▼

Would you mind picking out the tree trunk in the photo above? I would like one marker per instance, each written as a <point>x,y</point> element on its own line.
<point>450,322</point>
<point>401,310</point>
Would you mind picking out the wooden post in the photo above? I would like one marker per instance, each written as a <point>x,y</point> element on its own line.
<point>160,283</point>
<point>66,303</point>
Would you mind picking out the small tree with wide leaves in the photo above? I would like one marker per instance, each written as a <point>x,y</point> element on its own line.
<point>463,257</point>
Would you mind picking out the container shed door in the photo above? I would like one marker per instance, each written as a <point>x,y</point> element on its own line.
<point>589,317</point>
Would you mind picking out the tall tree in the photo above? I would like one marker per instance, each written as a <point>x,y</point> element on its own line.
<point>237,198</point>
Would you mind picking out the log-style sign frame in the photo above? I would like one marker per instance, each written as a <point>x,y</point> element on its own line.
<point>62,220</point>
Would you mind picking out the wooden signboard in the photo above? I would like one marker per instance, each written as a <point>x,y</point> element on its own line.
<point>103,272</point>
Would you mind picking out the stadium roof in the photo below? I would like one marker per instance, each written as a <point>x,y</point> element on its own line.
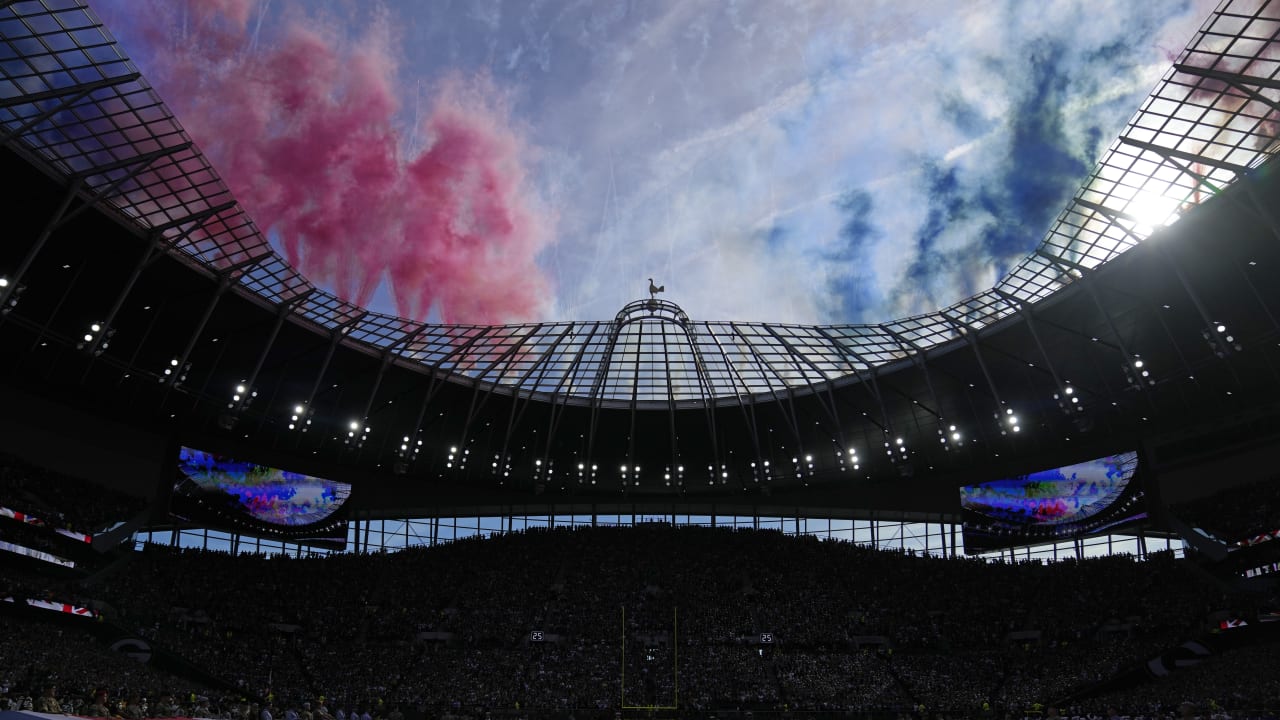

▲

Please render every line of the records above as a Markdown table with the columns "Row" and "Line", numbering each row and skipping blank lines. Leave the pictures out of the answer.

| Row | Line |
|---|---|
| 1 | Would you mind picking out the tree trunk in the photo above? I would like one marker per instance, each written as a <point>x,y</point> element on its own line. |
| 2 | <point>450,322</point> |
| 3 | <point>401,310</point> |
| 4 | Would you mind picking out the wooden post in the photo above? I would like one marker per instance, each written as a <point>x,y</point> element on its own line. |
| 5 | <point>160,283</point> |
| 6 | <point>66,303</point> |
| 7 | Would you mind picking out the small tree with wide leaves in the photo above? I would like one marker per instance, each written as a <point>x,y</point> element on its own line. |
| 8 | <point>463,257</point> |
| 9 | Would you mind picking out the container shed door in the photo above? I would like one marker per instance, each written as a <point>x,y</point> element on its own line. |
| 10 | <point>589,317</point> |
| 11 | Would you mind picking out the tall tree in the photo above? I would like one marker per instance, each written as a <point>x,y</point> element on its own line. |
| 12 | <point>237,198</point> |
| 13 | Would you mind picking out the log-style sign frame in the photo above? I would like one marker per instance, each written as a <point>x,y</point> element on its own line. |
| 14 | <point>62,220</point> |
| 15 | Would you mind picking out the wooden signboard in the photo above? I would like one marker per instance, each written as a <point>x,y</point> element on its own line. |
| 16 | <point>103,272</point> |
| 17 | Would you mind picking out the stadium roof in the photo below? I would like one marker per instance, each written as a <point>x,y</point> element on its own line. |